-- Requirements --
Look in the data below for the line that contains "of the algae-covered". Copy that line and the remaining lines exactly.

Collected data:
┌────────

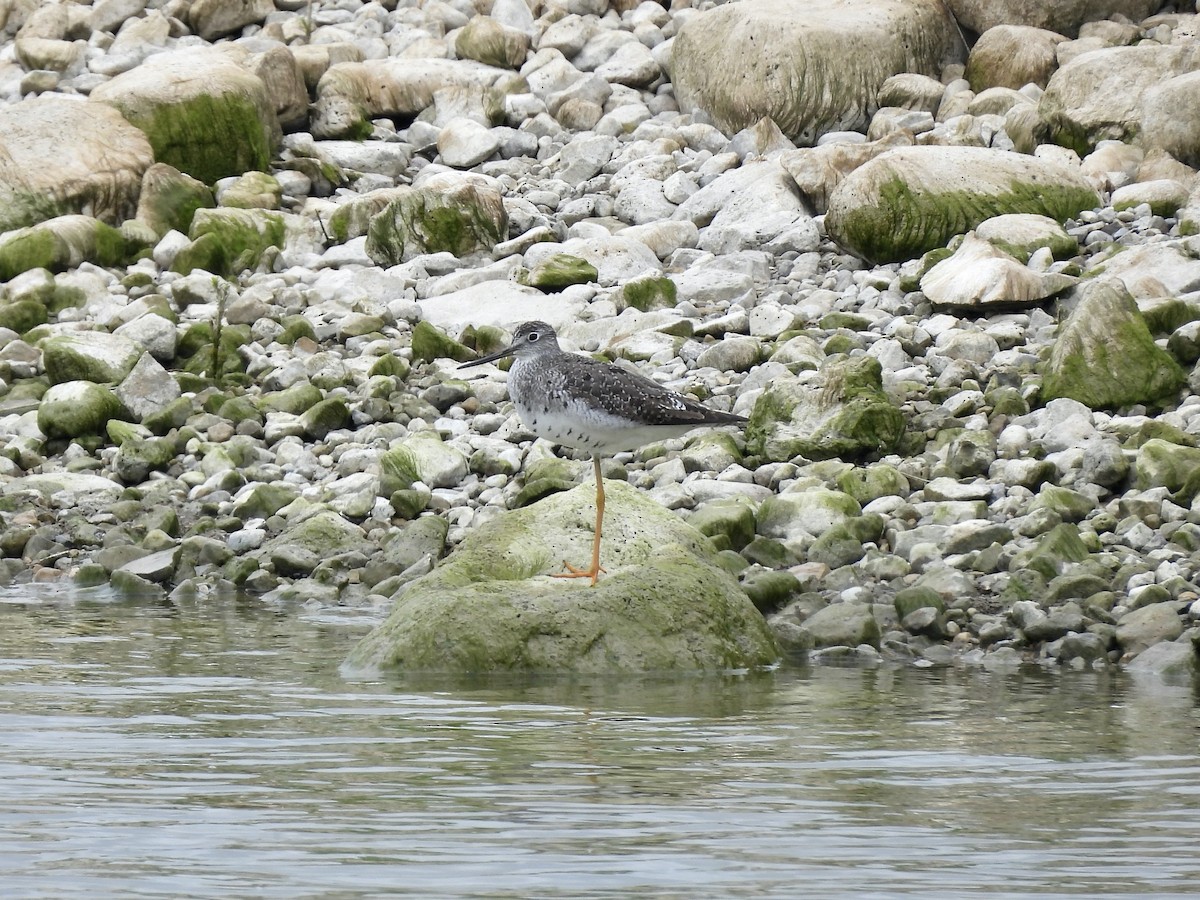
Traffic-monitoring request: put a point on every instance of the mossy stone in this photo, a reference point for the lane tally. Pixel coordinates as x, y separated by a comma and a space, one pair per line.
561, 270
430, 343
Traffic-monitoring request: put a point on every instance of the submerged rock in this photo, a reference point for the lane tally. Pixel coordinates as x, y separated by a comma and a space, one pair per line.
663, 604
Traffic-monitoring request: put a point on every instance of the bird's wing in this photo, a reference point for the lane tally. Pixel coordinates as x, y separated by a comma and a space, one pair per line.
627, 394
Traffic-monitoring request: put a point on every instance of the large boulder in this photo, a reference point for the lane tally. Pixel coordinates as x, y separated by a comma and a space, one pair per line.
916, 198
1062, 16
1103, 95
1012, 57
444, 214
60, 156
845, 414
203, 113
60, 244
802, 63
1105, 357
661, 605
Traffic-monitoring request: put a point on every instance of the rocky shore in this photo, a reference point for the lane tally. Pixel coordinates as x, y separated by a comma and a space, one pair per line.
953, 280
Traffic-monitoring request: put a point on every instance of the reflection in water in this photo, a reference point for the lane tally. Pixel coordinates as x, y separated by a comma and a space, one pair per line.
214, 750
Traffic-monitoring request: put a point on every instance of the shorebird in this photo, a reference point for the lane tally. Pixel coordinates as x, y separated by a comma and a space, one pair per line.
580, 402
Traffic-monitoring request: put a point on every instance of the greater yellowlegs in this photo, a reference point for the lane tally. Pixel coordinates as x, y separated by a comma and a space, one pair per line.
599, 407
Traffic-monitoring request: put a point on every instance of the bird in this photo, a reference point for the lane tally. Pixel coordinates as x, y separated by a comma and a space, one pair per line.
598, 407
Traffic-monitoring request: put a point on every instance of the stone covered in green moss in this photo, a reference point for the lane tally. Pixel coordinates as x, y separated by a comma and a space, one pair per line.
227, 241
89, 357
445, 215
1164, 465
649, 292
663, 604
169, 199
430, 343
1105, 357
561, 270
60, 244
850, 417
76, 409
253, 190
202, 112
913, 199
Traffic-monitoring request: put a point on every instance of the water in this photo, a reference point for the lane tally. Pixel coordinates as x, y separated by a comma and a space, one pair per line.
214, 750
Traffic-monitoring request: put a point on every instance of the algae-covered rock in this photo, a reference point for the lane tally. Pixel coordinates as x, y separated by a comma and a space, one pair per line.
1103, 95
663, 604
73, 409
169, 198
421, 457
431, 343
561, 270
491, 42
89, 357
847, 414
227, 241
349, 95
1104, 354
743, 61
1161, 463
203, 113
913, 199
60, 244
61, 156
444, 215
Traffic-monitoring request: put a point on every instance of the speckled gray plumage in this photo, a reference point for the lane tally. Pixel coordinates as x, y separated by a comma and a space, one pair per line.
594, 406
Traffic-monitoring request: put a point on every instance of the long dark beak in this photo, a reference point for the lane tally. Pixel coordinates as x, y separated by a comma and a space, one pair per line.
490, 358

└────────

-- Solved problem --
Traffic-monitoring request: put a point on every instance of the algae-covered rock in this photo, a reference point for the lane tally. Pixel coordinates as x, y separated by a comma and a space, one pair per line.
1103, 95
663, 604
73, 409
169, 198
421, 457
431, 343
561, 270
491, 42
89, 357
847, 414
227, 241
349, 95
1104, 354
743, 61
1161, 463
203, 113
913, 199
60, 244
61, 156
444, 215
Traffic-monitoring request: put a point on every instance of the speckled gray plumage in this photo, a reference point for the lane tally. Pixel coordinates as x, y separated by a comma and a space, one pair per line.
594, 406
Traffic-monitoring request: put a point on every instance of the long dark beak in this photo, a reference point for the lane tally. Pixel coordinates as x, y separated by a comma and a space, one pair per line.
490, 358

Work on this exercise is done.